* DATA SHOWN:
━━━━━━━━

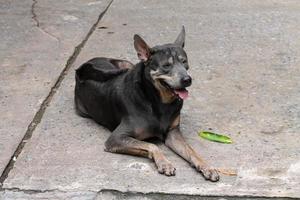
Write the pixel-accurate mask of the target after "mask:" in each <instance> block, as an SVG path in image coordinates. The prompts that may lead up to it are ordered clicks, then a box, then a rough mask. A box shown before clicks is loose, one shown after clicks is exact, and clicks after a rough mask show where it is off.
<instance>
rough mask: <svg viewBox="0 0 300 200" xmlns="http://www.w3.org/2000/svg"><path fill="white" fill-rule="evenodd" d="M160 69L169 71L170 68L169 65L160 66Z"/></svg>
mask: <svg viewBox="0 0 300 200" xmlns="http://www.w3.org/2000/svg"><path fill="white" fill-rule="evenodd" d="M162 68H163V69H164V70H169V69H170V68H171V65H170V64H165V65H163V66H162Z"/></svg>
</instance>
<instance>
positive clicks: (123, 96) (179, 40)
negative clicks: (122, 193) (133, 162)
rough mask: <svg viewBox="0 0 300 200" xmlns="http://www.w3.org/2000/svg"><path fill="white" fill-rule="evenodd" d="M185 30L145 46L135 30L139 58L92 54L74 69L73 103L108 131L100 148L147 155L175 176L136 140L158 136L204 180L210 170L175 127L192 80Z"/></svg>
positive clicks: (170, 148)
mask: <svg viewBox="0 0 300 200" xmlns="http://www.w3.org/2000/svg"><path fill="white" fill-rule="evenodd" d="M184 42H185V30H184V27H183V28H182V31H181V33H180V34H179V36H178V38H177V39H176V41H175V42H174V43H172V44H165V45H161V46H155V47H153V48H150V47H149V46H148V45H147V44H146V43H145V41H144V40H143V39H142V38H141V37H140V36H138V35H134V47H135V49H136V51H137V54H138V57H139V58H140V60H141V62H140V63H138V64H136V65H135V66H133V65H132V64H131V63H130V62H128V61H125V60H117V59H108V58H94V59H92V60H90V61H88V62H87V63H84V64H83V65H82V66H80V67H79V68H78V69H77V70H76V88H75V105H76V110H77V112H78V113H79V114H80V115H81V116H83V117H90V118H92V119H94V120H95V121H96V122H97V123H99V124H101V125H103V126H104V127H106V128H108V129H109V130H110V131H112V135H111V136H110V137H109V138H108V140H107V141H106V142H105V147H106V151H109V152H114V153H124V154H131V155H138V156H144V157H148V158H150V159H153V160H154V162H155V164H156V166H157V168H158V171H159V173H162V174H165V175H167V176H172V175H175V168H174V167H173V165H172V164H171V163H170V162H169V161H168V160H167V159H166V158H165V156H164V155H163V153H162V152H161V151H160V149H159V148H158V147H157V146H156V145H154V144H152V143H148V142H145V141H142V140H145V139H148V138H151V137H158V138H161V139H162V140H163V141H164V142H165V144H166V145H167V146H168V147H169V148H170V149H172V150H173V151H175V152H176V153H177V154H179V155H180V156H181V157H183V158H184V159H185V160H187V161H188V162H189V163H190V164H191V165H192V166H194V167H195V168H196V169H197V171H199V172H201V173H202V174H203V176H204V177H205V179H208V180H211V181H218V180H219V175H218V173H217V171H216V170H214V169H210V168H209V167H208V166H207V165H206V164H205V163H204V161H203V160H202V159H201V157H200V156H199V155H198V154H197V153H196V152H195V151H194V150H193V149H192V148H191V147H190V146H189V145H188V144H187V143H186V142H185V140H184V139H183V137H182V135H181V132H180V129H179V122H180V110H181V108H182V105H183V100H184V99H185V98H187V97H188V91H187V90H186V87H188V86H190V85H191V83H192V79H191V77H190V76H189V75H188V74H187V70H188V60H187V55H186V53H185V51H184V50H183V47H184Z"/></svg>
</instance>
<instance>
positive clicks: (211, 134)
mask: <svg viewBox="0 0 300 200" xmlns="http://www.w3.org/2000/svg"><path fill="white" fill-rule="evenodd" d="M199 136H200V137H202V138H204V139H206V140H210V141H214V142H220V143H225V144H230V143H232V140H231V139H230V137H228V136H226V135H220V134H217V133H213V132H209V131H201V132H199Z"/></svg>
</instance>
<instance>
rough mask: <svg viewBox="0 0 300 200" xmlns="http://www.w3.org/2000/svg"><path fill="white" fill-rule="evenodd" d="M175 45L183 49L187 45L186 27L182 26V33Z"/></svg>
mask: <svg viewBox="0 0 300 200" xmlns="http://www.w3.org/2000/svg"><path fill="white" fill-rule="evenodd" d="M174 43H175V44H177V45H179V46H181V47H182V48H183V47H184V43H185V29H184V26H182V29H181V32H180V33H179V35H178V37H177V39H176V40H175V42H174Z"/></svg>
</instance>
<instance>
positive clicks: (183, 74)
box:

━━━━━━━━

* EXERCISE OBJECTIVE: Would you reproduce, exactly and with nothing added, every line from the beginning of the entries above through the line that contains "negative clicks: (122, 193) (133, 162)", both included, leaving out the pictures?

* ANSWER TO THIS TASK:
Write the pixel-accurate mask of the target after "mask:" in each <instance> block, as an SVG path in image coordinates. The prompts that may lead up to it are ordered clicks, then a box, then a rough mask. A box shown before clicks is loose, one shown after clicks is exact, and clicks after a rough mask show where it is off.
<instance>
rough mask: <svg viewBox="0 0 300 200" xmlns="http://www.w3.org/2000/svg"><path fill="white" fill-rule="evenodd" d="M160 69L169 71L170 68L169 65L160 66Z"/></svg>
mask: <svg viewBox="0 0 300 200" xmlns="http://www.w3.org/2000/svg"><path fill="white" fill-rule="evenodd" d="M162 68H163V69H164V70H169V69H170V68H171V65H170V64H165V65H163V66H162Z"/></svg>
</instance>
<instance>
positive clicks: (123, 96) (179, 40)
negative clicks: (122, 193) (133, 162)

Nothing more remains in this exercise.